* **WHAT THE TASK ASKS**
In your reply, reproduce the lines from the first one below to the line containing "263L596 277L597 256L585", inclusive, exactly as they stand.
** Opening RECORDS SUPPLIED block **
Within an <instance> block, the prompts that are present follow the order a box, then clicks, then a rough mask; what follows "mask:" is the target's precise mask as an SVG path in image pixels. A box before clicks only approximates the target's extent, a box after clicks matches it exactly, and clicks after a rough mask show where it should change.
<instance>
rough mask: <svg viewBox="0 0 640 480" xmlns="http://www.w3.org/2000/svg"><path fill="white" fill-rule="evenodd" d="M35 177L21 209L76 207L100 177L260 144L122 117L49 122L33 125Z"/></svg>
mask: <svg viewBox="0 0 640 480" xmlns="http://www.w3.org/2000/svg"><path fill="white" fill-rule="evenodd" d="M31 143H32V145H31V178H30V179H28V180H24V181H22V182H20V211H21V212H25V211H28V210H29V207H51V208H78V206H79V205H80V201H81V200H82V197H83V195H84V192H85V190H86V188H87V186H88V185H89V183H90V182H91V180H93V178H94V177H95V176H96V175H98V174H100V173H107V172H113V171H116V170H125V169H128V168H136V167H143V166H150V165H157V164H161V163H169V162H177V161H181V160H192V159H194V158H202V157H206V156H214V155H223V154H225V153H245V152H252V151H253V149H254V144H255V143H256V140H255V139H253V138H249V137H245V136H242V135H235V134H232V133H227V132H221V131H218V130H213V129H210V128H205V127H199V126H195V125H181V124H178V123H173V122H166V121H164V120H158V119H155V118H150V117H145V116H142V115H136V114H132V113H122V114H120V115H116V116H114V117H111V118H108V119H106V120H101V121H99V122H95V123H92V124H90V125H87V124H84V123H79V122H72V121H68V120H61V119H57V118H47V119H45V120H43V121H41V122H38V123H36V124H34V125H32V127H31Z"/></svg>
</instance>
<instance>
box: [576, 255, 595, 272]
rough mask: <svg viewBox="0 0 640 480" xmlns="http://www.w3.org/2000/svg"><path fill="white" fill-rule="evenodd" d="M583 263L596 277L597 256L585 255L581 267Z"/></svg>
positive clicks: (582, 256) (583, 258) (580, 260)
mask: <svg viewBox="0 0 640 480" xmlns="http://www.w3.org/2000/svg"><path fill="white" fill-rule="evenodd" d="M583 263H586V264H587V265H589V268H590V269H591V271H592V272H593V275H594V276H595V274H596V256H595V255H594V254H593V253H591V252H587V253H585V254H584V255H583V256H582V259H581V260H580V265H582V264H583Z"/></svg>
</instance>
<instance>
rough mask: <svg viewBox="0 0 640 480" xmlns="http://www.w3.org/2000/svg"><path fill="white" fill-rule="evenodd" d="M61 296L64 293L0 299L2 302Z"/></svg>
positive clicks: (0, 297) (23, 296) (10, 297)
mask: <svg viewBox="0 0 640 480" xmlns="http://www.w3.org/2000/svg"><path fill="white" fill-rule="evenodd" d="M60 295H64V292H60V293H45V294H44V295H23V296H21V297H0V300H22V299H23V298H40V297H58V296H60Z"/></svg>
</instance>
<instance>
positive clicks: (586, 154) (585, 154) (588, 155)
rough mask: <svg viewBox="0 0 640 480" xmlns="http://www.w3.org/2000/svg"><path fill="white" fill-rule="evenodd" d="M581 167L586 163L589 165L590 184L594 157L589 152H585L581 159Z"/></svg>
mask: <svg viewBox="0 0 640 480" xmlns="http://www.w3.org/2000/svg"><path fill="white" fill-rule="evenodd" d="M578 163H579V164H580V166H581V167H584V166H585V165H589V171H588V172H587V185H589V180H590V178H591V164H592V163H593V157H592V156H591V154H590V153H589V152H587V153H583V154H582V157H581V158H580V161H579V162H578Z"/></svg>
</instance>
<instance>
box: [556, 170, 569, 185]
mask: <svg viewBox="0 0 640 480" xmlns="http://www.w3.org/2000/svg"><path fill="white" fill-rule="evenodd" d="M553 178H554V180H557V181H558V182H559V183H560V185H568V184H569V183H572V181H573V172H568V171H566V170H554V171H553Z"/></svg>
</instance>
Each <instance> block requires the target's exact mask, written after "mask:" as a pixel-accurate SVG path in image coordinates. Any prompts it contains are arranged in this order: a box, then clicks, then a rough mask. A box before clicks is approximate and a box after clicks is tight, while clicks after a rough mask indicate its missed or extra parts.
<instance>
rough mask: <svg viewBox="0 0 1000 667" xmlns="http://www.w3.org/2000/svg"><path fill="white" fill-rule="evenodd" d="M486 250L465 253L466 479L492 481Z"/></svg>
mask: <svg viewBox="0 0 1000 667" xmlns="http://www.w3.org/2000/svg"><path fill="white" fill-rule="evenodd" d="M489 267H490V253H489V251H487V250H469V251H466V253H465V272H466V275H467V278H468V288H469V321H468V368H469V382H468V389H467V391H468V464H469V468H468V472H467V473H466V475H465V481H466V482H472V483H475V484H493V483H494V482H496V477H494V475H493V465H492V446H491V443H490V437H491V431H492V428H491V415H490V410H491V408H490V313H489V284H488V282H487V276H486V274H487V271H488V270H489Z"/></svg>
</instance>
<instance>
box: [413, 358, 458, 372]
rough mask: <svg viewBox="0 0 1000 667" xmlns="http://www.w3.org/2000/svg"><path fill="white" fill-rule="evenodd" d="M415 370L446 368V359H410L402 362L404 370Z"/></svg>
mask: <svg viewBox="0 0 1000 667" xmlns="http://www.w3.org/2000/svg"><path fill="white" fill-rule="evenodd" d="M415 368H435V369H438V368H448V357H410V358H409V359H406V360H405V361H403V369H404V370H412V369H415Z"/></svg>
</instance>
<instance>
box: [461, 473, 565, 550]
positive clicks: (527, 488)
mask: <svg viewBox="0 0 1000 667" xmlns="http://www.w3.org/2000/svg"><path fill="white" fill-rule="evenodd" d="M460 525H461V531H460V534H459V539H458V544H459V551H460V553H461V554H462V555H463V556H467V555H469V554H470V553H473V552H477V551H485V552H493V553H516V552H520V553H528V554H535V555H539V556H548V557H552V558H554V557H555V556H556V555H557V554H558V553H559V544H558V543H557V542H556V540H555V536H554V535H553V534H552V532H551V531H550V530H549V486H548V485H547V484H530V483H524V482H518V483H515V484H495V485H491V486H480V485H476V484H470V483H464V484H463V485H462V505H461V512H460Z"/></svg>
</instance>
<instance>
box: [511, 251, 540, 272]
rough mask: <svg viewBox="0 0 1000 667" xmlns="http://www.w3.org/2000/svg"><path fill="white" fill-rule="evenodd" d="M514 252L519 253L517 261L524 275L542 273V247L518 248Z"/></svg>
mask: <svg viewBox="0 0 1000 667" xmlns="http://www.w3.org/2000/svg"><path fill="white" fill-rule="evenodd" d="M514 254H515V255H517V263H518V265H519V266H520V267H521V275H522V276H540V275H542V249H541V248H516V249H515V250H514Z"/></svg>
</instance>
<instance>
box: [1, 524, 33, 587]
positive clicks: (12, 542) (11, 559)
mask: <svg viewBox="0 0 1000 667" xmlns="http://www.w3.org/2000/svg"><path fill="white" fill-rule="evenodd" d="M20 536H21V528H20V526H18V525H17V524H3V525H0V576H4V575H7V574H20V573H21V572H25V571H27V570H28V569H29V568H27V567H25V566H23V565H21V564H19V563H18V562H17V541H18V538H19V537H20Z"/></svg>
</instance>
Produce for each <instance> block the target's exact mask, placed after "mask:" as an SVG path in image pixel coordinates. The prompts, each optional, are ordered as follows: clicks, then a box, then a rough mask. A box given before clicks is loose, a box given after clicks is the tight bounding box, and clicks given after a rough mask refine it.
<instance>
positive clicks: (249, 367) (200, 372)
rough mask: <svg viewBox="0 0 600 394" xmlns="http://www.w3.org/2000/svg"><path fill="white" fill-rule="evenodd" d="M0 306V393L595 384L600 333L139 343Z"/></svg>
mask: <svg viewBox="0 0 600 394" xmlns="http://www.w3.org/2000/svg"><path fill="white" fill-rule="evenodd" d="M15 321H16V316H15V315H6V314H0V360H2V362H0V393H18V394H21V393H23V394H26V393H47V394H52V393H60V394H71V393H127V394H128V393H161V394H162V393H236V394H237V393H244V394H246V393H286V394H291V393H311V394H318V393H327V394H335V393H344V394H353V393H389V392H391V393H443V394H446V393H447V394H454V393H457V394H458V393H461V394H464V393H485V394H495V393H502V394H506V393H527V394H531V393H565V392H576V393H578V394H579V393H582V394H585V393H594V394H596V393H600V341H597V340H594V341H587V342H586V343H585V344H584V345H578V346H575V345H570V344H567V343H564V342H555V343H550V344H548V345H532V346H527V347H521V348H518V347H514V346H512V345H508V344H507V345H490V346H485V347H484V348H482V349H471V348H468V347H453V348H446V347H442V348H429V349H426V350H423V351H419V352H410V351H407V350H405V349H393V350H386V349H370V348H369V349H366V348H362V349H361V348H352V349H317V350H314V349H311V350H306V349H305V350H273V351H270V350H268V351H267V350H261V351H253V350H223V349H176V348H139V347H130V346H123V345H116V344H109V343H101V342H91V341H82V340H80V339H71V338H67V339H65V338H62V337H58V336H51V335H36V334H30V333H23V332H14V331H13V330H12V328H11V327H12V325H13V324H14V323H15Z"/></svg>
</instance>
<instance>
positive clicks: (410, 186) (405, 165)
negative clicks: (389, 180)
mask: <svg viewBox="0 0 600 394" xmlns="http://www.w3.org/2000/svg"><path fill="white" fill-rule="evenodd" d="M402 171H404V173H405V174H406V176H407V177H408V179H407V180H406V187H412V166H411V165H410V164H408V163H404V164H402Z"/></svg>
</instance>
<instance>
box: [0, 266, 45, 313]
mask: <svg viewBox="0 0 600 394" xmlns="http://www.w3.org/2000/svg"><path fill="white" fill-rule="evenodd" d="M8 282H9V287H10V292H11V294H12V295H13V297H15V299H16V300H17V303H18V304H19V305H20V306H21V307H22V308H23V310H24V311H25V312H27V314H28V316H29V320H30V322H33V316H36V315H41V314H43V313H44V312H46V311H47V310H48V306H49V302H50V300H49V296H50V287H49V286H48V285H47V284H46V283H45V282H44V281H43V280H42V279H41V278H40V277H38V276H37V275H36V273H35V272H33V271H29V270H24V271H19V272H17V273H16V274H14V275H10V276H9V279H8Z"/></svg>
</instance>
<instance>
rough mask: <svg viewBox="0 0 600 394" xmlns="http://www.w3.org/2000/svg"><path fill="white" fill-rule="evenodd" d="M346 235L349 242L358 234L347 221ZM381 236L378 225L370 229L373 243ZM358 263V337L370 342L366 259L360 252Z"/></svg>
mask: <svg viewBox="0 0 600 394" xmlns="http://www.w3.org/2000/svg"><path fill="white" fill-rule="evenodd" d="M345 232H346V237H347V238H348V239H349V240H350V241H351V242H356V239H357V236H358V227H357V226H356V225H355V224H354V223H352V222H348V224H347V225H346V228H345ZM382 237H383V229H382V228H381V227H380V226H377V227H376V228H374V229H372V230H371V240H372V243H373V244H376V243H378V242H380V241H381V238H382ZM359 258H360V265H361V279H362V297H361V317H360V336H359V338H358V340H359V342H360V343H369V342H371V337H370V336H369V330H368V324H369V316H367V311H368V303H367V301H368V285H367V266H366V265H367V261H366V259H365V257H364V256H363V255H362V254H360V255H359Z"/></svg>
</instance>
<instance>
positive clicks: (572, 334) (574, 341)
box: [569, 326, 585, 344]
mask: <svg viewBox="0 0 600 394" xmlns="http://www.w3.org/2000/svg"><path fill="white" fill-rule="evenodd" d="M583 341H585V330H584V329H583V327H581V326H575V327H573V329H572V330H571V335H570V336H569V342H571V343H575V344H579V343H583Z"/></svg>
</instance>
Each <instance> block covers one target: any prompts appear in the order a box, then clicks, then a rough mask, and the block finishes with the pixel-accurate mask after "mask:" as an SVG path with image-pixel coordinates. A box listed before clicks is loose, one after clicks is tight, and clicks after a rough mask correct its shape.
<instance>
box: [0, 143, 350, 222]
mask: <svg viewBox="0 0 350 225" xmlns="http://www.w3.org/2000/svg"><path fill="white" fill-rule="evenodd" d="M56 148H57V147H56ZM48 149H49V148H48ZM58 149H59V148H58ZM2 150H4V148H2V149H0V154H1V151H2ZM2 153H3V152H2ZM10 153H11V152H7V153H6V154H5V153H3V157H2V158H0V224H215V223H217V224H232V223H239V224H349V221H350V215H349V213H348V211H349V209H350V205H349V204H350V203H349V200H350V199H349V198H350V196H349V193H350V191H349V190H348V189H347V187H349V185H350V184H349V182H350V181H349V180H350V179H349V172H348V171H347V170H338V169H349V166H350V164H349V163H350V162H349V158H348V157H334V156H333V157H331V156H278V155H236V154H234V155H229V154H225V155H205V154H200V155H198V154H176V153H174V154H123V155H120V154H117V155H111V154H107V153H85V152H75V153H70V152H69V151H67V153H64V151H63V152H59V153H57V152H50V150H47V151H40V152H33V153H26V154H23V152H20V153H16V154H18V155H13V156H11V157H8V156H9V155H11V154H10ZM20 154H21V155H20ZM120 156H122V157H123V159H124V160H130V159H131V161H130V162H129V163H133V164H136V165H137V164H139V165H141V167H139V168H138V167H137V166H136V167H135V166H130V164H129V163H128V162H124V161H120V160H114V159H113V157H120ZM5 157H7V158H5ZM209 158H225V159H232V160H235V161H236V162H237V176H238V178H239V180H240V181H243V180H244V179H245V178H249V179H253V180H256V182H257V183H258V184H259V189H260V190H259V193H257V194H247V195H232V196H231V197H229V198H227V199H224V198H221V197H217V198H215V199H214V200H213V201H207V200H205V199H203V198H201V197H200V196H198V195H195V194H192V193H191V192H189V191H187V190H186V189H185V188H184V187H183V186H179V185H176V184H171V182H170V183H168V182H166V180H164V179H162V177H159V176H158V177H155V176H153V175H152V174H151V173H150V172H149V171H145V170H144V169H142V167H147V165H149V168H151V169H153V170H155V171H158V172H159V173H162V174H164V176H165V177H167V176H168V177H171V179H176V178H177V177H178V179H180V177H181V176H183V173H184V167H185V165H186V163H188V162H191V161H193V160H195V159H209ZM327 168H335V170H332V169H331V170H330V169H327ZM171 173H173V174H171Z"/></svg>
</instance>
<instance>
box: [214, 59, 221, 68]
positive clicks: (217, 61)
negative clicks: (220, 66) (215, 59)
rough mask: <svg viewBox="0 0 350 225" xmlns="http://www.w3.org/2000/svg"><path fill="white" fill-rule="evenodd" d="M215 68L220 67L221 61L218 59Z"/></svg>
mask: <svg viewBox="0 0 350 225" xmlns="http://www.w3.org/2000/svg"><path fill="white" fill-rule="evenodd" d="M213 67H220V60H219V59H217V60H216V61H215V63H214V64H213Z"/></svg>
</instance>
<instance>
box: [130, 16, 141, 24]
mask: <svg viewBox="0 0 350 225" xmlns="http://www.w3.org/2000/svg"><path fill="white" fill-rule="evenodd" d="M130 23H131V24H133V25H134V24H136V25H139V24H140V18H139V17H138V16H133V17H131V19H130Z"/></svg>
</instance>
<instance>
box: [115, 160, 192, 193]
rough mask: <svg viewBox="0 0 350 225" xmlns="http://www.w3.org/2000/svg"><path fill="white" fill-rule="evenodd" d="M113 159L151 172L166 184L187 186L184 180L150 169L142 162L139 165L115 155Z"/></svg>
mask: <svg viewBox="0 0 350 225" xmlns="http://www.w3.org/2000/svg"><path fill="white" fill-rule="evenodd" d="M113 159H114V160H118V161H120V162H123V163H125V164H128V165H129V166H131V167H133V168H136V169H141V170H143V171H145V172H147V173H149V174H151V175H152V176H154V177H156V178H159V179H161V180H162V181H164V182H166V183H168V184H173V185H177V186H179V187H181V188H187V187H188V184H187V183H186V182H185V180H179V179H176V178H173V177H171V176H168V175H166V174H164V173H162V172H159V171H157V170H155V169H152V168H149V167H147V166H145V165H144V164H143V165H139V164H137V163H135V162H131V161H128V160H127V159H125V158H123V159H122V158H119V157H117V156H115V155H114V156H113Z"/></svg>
** Closing RECORDS SUPPLIED block **
* **FINAL ANSWER**
Within an <instance> block, the prompts that are present follow the order a box, then clicks, then a rough mask; what follows "mask:" is the target's precise mask as an SVG path in image pixels. A box before clicks only approximates the target's extent, a box after clicks matches it exactly, and clicks after a rough mask show where it should change.
<instance>
rough mask: <svg viewBox="0 0 640 480" xmlns="http://www.w3.org/2000/svg"><path fill="white" fill-rule="evenodd" d="M35 177L21 209L76 207L100 177L260 144L122 117L49 122L33 125Z"/></svg>
mask: <svg viewBox="0 0 640 480" xmlns="http://www.w3.org/2000/svg"><path fill="white" fill-rule="evenodd" d="M31 143H32V145H31V178H30V179H28V180H24V181H22V182H20V211H21V212H25V211H28V210H29V207H51V208H78V206H79V205H80V201H81V200H82V197H83V195H84V192H85V190H86V188H87V186H88V185H89V183H90V182H91V180H93V178H94V177H95V176H96V175H98V174H100V173H107V172H113V171H116V170H125V169H128V168H136V167H143V166H150V165H157V164H161V163H169V162H177V161H181V160H192V159H194V158H202V157H206V156H214V155H223V154H225V153H245V152H252V151H253V149H254V144H255V143H256V140H255V139H253V138H249V137H245V136H242V135H235V134H232V133H227V132H221V131H218V130H213V129H210V128H205V127H199V126H195V125H181V124H178V123H173V122H166V121H164V120H158V119H155V118H150V117H145V116H142V115H136V114H132V113H122V114H120V115H116V116H114V117H111V118H108V119H106V120H101V121H99V122H95V123H92V124H90V125H87V124H84V123H79V122H72V121H68V120H61V119H57V118H47V119H45V120H43V121H41V122H38V123H36V124H34V125H32V127H31Z"/></svg>
</instance>
<instance>
box: [576, 255, 595, 272]
rough mask: <svg viewBox="0 0 640 480" xmlns="http://www.w3.org/2000/svg"><path fill="white" fill-rule="evenodd" d="M583 263L596 277L597 256L585 255L581 267Z"/></svg>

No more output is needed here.